Task directions =
Each line of the data should be transcribed exactly as given.

[Free-text object descriptions]
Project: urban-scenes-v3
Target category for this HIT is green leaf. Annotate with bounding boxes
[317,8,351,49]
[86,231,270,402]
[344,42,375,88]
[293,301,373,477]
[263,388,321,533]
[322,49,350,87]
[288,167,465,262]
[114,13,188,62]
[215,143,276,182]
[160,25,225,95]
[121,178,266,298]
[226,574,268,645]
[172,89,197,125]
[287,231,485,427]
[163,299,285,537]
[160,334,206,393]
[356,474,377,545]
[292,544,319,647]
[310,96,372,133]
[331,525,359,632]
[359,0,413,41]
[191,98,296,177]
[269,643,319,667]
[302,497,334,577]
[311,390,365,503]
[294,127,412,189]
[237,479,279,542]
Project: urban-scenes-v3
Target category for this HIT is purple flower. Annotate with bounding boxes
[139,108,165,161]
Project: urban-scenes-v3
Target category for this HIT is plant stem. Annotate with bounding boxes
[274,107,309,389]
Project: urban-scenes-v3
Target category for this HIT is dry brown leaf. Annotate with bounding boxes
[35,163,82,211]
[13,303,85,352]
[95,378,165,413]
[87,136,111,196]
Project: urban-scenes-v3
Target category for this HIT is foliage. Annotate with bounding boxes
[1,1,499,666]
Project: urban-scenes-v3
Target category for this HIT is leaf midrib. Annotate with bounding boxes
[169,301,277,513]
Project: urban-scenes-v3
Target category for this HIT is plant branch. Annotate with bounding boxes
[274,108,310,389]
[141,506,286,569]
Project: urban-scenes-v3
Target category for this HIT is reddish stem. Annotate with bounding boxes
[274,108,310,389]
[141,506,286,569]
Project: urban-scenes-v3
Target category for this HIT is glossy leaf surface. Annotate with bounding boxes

Solution to this problem =
Project: urban-scenes-v3
Target category for this HIT is green leaf. Annotate with bounding boxes
[317,8,351,49]
[86,231,270,402]
[344,42,375,88]
[293,301,373,477]
[263,388,321,533]
[322,49,350,87]
[288,167,465,262]
[114,13,188,62]
[215,143,276,182]
[160,25,225,95]
[121,178,266,298]
[226,574,268,645]
[172,89,197,125]
[287,231,485,427]
[163,299,285,537]
[160,334,206,393]
[356,474,377,545]
[292,544,319,647]
[310,96,372,133]
[331,525,359,632]
[359,0,413,41]
[191,98,296,177]
[269,643,319,667]
[302,497,334,577]
[311,390,365,503]
[294,127,412,189]
[237,479,279,542]
Project: urban-scenes-v3
Target category for this HIT is purple flower. Annotate with bounding boxes
[139,108,165,161]
Project: urban-scenes-v3
Target category for this HIT is plant stem. Annotate with bounding boxes
[274,107,309,389]
Project: urban-scenes-v3
Target category for this HIT is dry brown leaf. Annotate with bounding boxes
[35,163,82,211]
[13,303,85,352]
[95,378,165,413]
[87,136,111,196]
Project: urban-scenes-v3
Target category for this HIT is foliage. Annotate with bounding boxes
[1,1,499,666]
Project: urban-scenes-v3
Target category for this HIT is leaf midrib. Annotate with bounding boxes
[169,301,277,513]
Project: urban-scenes-v3
Target category for this HIT is plant branch. Annotate with bounding boxes
[274,108,310,389]
[141,506,286,569]
Project: urban-scenes-v3
Target category for this HIT is reddish stem. Annotate with bounding boxes
[274,108,310,389]
[141,506,286,569]
Project: urban-scenes-v3
Target category for this HIT is glossy leaf surface. Annotate with bounding boxes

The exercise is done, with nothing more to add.